Pick out every line of the material below that contains the string "reflection", and copy those lines. Case counts.
--- Entries shown ---
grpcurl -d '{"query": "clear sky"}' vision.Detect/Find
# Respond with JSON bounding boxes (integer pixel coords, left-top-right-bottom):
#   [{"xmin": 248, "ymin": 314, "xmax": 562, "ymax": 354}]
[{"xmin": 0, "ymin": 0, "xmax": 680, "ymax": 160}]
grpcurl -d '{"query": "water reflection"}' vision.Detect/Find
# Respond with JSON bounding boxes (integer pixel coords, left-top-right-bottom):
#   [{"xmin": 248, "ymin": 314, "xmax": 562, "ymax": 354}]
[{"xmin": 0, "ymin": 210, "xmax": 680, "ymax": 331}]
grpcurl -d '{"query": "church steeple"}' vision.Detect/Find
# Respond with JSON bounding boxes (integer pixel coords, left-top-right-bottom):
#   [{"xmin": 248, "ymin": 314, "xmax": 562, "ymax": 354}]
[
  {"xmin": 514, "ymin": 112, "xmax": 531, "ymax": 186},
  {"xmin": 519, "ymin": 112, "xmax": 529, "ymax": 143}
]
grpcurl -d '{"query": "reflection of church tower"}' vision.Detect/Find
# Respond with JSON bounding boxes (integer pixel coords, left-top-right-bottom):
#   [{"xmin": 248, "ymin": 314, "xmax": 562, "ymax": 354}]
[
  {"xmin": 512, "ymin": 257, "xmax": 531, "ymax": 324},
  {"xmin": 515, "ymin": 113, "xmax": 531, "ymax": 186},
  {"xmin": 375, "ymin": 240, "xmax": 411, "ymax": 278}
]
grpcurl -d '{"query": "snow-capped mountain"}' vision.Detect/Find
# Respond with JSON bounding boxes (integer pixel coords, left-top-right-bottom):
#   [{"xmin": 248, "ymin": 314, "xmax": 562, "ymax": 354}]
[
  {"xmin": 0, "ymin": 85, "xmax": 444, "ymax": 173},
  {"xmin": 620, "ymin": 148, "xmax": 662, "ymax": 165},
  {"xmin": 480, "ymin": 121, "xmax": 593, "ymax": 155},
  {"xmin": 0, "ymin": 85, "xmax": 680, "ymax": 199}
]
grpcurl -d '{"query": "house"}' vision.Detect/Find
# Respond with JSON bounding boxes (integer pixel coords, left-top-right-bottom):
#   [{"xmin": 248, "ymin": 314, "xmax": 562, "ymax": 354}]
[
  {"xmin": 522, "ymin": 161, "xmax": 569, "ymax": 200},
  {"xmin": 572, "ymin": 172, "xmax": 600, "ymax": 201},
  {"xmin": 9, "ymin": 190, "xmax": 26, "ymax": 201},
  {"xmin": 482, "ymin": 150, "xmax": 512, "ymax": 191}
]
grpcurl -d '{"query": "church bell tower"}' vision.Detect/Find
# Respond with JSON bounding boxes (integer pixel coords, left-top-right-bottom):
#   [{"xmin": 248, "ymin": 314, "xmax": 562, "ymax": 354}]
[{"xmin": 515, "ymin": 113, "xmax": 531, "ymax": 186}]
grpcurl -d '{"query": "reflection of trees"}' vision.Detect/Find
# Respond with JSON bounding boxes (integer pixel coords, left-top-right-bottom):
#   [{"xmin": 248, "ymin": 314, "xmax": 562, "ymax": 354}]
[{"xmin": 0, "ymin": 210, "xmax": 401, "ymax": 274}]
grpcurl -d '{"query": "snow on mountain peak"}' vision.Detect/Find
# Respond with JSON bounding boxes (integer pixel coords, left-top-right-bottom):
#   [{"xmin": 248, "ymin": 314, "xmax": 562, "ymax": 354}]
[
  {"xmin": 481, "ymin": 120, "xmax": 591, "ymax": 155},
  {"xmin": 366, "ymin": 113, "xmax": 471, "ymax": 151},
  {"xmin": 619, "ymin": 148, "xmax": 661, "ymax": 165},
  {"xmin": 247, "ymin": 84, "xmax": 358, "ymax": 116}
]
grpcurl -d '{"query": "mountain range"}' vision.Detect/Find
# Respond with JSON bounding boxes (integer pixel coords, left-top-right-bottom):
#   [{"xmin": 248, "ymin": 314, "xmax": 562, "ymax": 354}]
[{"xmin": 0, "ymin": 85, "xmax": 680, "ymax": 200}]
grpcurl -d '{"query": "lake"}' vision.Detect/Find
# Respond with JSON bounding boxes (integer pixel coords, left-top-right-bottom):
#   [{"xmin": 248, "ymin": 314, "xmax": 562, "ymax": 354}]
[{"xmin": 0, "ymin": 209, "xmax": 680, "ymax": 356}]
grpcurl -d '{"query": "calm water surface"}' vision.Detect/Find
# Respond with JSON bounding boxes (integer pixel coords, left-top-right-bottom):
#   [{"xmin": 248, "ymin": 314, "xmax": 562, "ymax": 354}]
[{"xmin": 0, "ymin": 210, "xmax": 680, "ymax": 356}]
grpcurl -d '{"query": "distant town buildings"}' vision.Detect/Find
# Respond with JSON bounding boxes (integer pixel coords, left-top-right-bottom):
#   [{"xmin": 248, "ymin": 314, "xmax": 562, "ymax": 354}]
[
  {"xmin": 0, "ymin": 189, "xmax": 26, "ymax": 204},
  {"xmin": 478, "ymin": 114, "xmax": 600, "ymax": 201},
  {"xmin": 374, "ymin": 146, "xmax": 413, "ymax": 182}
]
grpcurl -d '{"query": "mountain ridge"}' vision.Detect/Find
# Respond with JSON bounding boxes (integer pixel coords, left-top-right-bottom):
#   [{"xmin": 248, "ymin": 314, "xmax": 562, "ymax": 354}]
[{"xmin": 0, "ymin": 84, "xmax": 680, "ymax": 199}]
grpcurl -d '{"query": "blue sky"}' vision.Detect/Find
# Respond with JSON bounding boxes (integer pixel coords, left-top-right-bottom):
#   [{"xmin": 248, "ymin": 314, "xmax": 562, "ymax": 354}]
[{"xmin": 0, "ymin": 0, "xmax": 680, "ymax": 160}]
---
● **Result of the exercise**
grpcurl -d '{"query": "water reflection"}' vision.Detect/Find
grpcurl -d '{"query": "reflection of church tower"}' vision.Detect/Find
grpcurl -d '{"query": "reflection of trees"}' vision.Detect/Find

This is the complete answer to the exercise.